» **Problem description**: Across all the records below, how many lines contain "curb"? Respond with only the number.

Items from a data source:
★ ★ ★ ★ ★

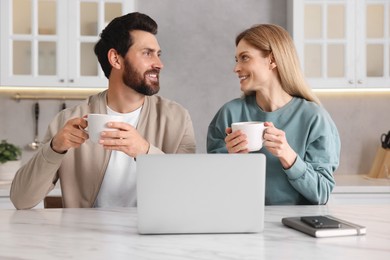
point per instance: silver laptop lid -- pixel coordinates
(200, 193)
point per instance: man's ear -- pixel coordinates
(114, 58)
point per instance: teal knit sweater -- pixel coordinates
(310, 132)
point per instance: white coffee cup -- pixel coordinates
(254, 133)
(98, 123)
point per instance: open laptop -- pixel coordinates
(200, 193)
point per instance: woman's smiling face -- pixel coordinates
(253, 70)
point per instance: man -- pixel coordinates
(100, 175)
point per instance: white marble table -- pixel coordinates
(112, 234)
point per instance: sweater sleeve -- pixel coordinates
(216, 134)
(312, 175)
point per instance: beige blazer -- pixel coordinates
(166, 125)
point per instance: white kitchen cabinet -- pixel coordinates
(342, 43)
(5, 203)
(49, 43)
(359, 189)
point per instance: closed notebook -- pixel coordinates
(346, 228)
(200, 193)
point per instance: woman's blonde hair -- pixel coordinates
(273, 40)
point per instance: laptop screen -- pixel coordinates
(200, 193)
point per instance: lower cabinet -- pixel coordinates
(5, 203)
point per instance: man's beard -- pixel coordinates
(134, 80)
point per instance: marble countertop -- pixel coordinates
(344, 184)
(112, 233)
(360, 184)
(5, 187)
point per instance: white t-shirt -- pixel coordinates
(119, 183)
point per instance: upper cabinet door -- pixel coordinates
(342, 43)
(49, 43)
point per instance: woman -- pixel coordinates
(301, 142)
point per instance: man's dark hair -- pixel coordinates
(117, 36)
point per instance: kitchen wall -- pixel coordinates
(197, 40)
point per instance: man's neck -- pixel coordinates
(123, 99)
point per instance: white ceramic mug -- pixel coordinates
(98, 123)
(254, 133)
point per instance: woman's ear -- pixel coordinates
(114, 58)
(272, 63)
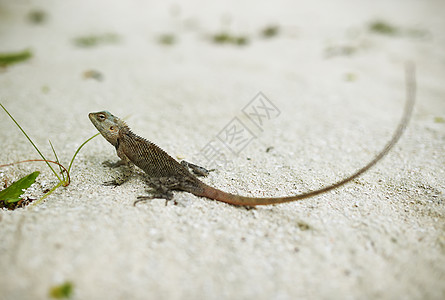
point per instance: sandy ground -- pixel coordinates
(339, 89)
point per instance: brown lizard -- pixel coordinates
(165, 174)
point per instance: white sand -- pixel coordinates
(380, 237)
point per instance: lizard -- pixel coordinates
(165, 174)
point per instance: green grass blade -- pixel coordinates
(12, 193)
(78, 149)
(57, 159)
(29, 139)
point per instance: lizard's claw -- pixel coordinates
(111, 183)
(111, 164)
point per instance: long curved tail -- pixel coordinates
(410, 82)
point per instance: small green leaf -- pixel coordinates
(14, 57)
(12, 193)
(61, 291)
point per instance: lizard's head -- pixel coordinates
(108, 125)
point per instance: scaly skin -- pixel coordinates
(166, 174)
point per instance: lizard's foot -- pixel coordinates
(197, 170)
(111, 183)
(110, 164)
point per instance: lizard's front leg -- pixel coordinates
(127, 171)
(197, 170)
(161, 188)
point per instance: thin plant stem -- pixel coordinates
(32, 143)
(78, 149)
(57, 159)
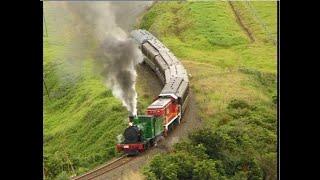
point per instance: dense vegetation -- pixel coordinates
(82, 119)
(234, 82)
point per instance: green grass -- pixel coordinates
(225, 66)
(82, 119)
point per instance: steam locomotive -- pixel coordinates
(169, 107)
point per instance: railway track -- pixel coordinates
(104, 168)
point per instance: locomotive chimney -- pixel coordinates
(131, 118)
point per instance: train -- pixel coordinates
(167, 110)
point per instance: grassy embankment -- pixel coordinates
(234, 82)
(81, 117)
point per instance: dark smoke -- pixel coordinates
(116, 54)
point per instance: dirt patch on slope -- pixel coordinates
(240, 22)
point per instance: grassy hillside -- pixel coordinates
(82, 119)
(234, 82)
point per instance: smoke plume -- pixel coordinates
(115, 55)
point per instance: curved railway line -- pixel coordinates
(174, 80)
(104, 168)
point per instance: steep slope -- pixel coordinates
(82, 118)
(233, 79)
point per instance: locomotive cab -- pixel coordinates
(140, 134)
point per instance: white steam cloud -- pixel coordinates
(116, 55)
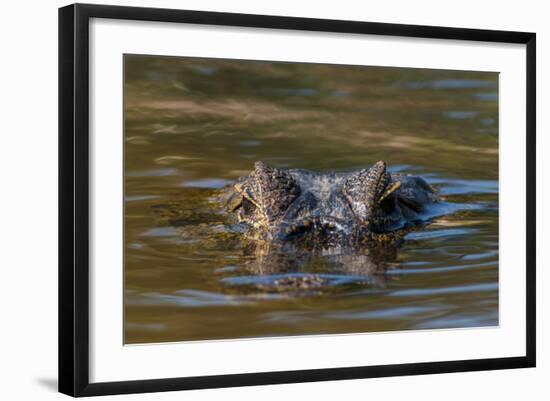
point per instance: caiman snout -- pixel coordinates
(325, 227)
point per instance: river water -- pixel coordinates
(193, 126)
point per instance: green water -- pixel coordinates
(193, 126)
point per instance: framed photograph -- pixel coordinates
(251, 199)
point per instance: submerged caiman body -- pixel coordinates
(329, 210)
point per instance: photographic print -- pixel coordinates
(281, 199)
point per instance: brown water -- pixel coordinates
(193, 126)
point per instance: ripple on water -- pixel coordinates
(187, 298)
(414, 292)
(450, 84)
(462, 187)
(161, 172)
(211, 183)
(448, 232)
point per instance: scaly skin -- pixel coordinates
(325, 210)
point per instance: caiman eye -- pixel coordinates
(388, 204)
(278, 190)
(248, 207)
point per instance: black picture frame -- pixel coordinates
(74, 198)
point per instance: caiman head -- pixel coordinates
(322, 209)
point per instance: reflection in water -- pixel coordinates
(196, 125)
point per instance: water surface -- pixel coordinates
(193, 126)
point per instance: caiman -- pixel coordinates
(327, 210)
(300, 229)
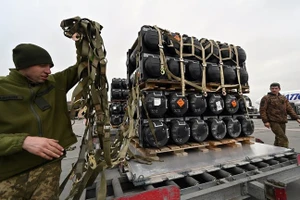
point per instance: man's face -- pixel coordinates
(37, 73)
(274, 90)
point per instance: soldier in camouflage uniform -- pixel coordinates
(35, 125)
(274, 108)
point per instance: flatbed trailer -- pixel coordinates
(253, 170)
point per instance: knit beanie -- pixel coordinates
(27, 55)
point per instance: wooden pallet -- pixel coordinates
(245, 140)
(215, 144)
(178, 150)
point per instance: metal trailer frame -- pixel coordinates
(223, 182)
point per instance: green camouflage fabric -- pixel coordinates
(275, 109)
(39, 184)
(281, 139)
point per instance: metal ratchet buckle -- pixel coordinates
(92, 161)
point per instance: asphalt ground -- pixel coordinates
(261, 132)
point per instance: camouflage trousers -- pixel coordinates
(281, 139)
(41, 183)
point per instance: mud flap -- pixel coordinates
(275, 190)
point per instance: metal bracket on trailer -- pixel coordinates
(269, 190)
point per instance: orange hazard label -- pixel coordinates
(177, 37)
(180, 102)
(234, 104)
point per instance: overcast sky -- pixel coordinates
(267, 29)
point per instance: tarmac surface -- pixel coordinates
(261, 132)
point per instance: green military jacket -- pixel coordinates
(275, 108)
(28, 110)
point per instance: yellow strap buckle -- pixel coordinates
(92, 162)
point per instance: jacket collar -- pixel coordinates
(18, 78)
(270, 93)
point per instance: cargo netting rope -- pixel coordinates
(202, 45)
(91, 93)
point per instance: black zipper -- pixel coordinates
(40, 133)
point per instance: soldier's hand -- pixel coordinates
(43, 147)
(267, 125)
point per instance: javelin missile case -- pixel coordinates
(217, 80)
(192, 115)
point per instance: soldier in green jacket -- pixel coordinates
(35, 125)
(274, 108)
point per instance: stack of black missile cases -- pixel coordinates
(195, 116)
(118, 100)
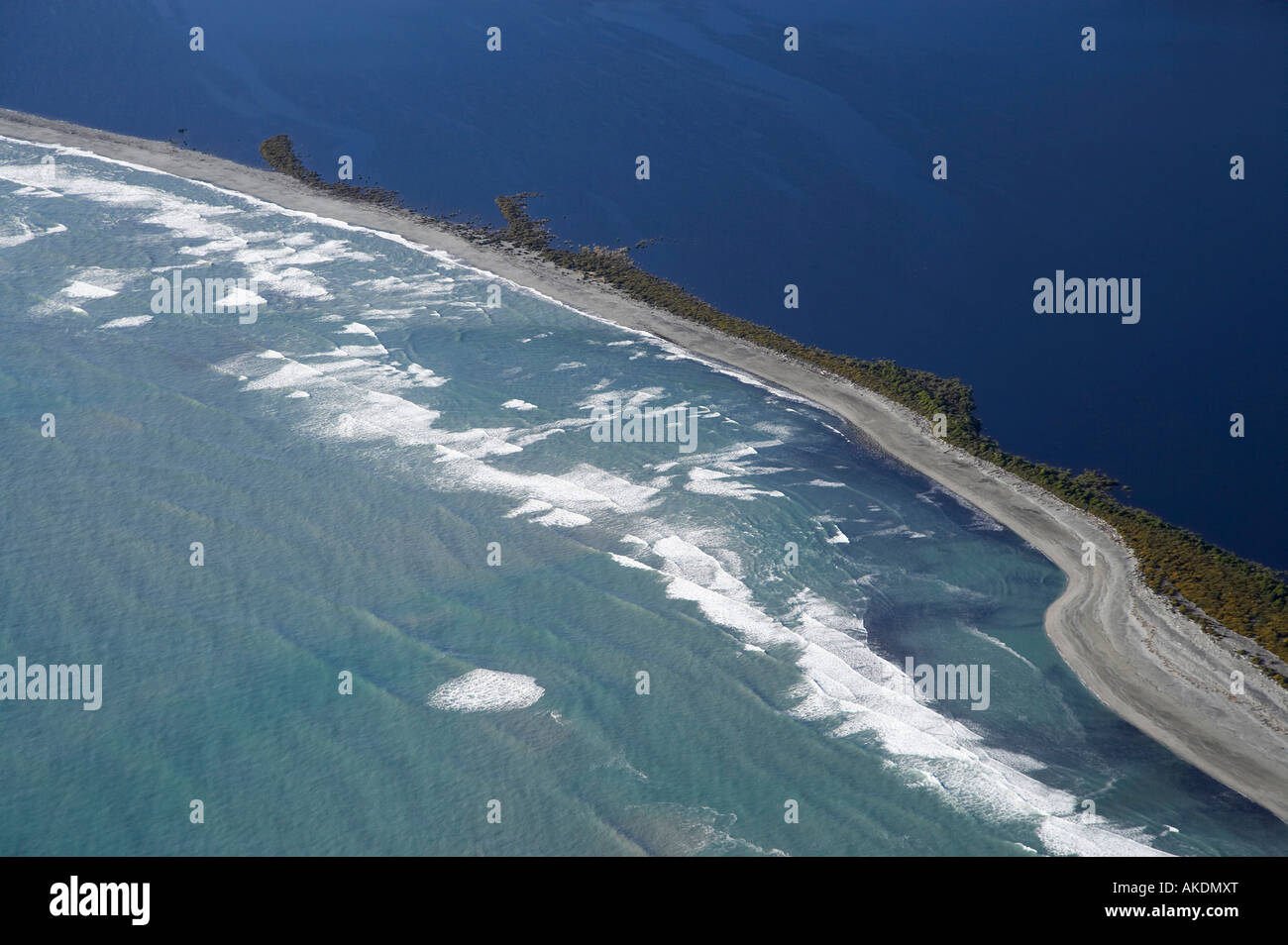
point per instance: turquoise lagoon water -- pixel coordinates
(353, 459)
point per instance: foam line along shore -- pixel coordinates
(1153, 667)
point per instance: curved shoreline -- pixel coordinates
(1150, 666)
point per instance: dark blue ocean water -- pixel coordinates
(812, 167)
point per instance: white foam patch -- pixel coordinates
(128, 322)
(563, 518)
(85, 290)
(485, 690)
(707, 481)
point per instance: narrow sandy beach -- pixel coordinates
(1151, 667)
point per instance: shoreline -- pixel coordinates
(1150, 666)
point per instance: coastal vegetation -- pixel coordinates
(1215, 587)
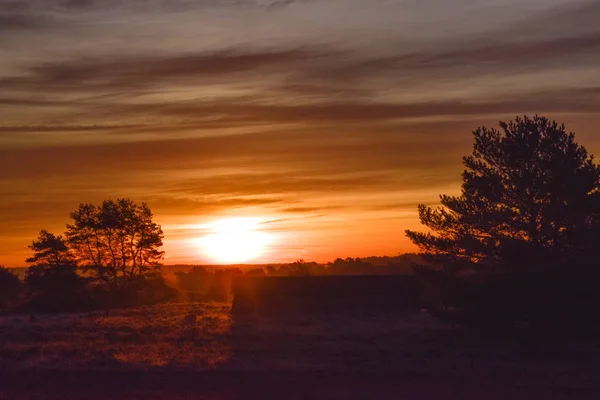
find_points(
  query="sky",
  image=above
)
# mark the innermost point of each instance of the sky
(326, 121)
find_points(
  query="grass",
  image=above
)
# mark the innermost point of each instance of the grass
(166, 342)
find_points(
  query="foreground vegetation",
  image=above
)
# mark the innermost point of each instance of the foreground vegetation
(337, 354)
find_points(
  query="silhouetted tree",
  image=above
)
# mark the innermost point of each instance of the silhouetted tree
(10, 286)
(49, 250)
(117, 240)
(299, 268)
(527, 221)
(52, 281)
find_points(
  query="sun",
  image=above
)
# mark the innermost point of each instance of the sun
(235, 240)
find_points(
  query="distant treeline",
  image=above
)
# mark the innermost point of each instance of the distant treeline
(214, 283)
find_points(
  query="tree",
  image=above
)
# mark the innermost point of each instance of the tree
(53, 283)
(529, 206)
(117, 240)
(10, 286)
(50, 250)
(529, 188)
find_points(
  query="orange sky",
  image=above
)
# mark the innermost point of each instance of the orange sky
(329, 121)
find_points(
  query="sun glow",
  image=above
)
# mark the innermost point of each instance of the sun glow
(235, 240)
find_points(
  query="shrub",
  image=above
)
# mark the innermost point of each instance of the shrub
(56, 288)
(10, 287)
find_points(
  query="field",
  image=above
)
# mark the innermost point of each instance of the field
(195, 350)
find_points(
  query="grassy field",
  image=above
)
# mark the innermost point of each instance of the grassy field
(191, 349)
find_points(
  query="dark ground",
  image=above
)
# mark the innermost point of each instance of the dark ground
(161, 353)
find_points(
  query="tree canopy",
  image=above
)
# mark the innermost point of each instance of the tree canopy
(50, 250)
(529, 191)
(117, 239)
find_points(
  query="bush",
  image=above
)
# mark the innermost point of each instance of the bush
(10, 287)
(56, 288)
(141, 291)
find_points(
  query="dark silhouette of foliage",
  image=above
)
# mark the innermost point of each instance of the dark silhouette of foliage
(53, 284)
(520, 244)
(117, 240)
(56, 288)
(49, 250)
(10, 287)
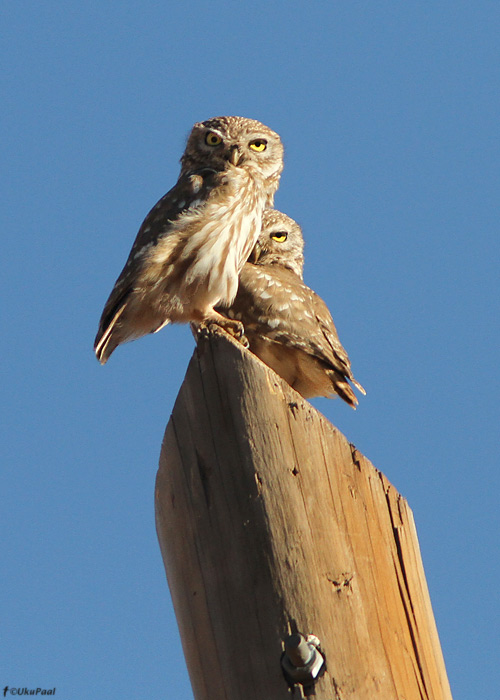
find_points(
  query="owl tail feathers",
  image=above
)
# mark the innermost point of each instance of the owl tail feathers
(342, 388)
(106, 341)
(358, 386)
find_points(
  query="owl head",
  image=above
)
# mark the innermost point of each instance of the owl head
(280, 243)
(238, 141)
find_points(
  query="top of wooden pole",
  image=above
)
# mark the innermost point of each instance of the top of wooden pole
(271, 523)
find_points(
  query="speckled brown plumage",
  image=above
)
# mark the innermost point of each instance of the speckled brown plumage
(193, 243)
(288, 326)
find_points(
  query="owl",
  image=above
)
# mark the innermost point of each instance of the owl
(287, 325)
(193, 243)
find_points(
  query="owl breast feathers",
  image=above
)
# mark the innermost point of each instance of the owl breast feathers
(193, 243)
(288, 326)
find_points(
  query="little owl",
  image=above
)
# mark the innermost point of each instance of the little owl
(287, 325)
(193, 243)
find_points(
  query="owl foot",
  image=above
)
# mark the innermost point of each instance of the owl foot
(234, 328)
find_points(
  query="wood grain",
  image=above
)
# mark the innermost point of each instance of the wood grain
(270, 522)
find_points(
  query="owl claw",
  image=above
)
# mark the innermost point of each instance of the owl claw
(234, 328)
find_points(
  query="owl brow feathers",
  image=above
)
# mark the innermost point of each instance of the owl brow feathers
(192, 245)
(287, 325)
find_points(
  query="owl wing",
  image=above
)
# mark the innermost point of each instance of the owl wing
(329, 332)
(191, 190)
(273, 303)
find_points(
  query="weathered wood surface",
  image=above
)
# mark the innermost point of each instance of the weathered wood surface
(269, 521)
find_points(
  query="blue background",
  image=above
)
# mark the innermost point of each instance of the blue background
(389, 114)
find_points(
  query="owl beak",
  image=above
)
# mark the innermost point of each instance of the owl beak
(255, 254)
(235, 155)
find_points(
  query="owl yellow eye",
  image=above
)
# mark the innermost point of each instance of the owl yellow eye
(212, 139)
(279, 236)
(258, 145)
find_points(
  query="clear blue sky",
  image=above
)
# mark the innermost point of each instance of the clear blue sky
(389, 114)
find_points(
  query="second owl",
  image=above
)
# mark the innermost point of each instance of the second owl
(288, 326)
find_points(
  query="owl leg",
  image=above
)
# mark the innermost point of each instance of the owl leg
(214, 320)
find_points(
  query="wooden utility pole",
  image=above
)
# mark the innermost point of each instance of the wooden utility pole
(271, 523)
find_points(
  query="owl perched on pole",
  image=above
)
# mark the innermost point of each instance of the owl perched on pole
(193, 243)
(288, 326)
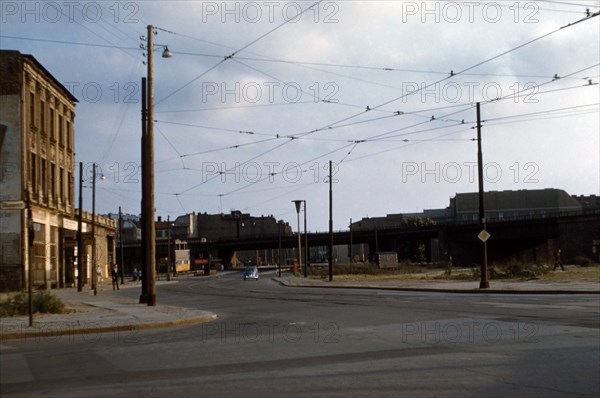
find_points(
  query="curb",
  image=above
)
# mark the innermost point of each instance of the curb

★ ★ ★ ★ ★

» **Written solution**: 2